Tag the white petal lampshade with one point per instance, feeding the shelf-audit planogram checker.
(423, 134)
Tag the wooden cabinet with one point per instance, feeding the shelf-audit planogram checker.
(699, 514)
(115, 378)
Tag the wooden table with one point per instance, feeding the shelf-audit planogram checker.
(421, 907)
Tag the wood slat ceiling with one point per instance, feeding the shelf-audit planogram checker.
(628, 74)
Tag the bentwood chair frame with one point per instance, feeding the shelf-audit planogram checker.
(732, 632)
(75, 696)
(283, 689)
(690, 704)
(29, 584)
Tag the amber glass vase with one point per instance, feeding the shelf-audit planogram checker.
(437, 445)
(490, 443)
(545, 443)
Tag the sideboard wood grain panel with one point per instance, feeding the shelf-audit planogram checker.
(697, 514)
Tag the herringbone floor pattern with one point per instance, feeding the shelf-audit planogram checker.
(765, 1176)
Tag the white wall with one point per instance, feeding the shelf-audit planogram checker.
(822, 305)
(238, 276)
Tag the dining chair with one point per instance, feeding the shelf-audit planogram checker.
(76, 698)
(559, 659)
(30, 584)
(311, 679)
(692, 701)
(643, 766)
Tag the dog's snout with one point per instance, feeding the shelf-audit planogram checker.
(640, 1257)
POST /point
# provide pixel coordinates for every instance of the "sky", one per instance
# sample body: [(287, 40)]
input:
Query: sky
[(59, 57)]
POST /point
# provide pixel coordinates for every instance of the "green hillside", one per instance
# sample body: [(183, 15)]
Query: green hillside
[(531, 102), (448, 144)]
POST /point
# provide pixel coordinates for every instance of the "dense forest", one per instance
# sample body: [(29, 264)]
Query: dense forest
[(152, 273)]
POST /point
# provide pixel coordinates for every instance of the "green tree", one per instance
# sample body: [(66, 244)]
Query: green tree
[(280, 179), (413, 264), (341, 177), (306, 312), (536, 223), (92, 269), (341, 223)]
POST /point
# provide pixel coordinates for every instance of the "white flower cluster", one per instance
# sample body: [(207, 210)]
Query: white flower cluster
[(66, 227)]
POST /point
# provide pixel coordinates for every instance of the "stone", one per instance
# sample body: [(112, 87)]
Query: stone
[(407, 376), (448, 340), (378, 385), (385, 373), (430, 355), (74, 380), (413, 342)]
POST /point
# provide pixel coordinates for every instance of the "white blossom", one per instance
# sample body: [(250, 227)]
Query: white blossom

**To be done**
Could you write out all of the material above again, switching "dining chair" to "armchair" and changing nothing else?

**The solution**
Tag the white petal lampshade with one point per instance, feeding the shelf-audit planogram checker.
(423, 134)
Tag the wooden cabinet with one point per instance, feeding the shelf-audit planogram checker.
(699, 514)
(115, 378)
Tag the wooden table with one point per instance, feeding the shelf-audit planogram checker.
(421, 907)
Tag the wood slat ceiling with one point per instance, feeding the shelf-audit planogram checker.
(628, 74)
Tag the bentwood chair frame with one point per instance, feeding the shelf-audit planogram checker.
(732, 632)
(75, 696)
(283, 689)
(690, 704)
(29, 584)
Tag the amber glass vase with one point per instance, feeding the shelf-audit planogram checker.
(437, 445)
(490, 443)
(545, 443)
Tag the sideboard wood grain panel with one point per instance, feeding the shelf-audit planogram checker.
(697, 514)
Tag the herringbone floor pattern with one point per instance, feeding the shelf-audit planogram checker.
(765, 1176)
Tag the white wall with one point per instance, feeding the shelf-audit planogram checker.
(822, 305)
(238, 276)
Tag the armchair with one point per instance, feeding the shelf-audit planogram checker.
(76, 698)
(559, 659)
(30, 584)
(311, 679)
(692, 701)
(643, 766)
Tag the dog's snout with one point per instance, feeding the shelf-audit planogram checker.
(640, 1257)
POST /point
# provide pixel coordinates for every instance of the "sky", one per instance
# sample body: [(287, 40)]
input:
Query: sky
[(59, 57)]
POST /point
# provide pixel coordinates for every instance of the "green hillside", one per instance
# sample body: [(183, 15)]
Query: green hillside
[(531, 102), (448, 144)]
POST /point
# provide pixel coordinates for every instance of the "dense forest", one per instance
# sample body: [(29, 264)]
Query: dense forest
[(152, 273)]
POST /point
# provide pixel coordinates for every instance of the "green tree", one per instance
# sample body: [(66, 244)]
Query: green tree
[(280, 179), (413, 264), (341, 177), (306, 312), (536, 223), (92, 269), (341, 223)]
POST /point
# provide pixel coordinates for every instance of the "white flower cluster", one per instance
# sample body: [(207, 210)]
Query: white flower cluster
[(66, 227)]
POST /point
# provide pixel coordinates for every instance of the "stone", one per instance
# sample body: [(112, 87)]
Query: stone
[(407, 376), (448, 340), (378, 385), (385, 373), (430, 355), (74, 380), (413, 342)]
POST /point
# provide pixel coordinates for every instance of the "white blossom", one per instance
# sample body: [(250, 227)]
Query: white blossom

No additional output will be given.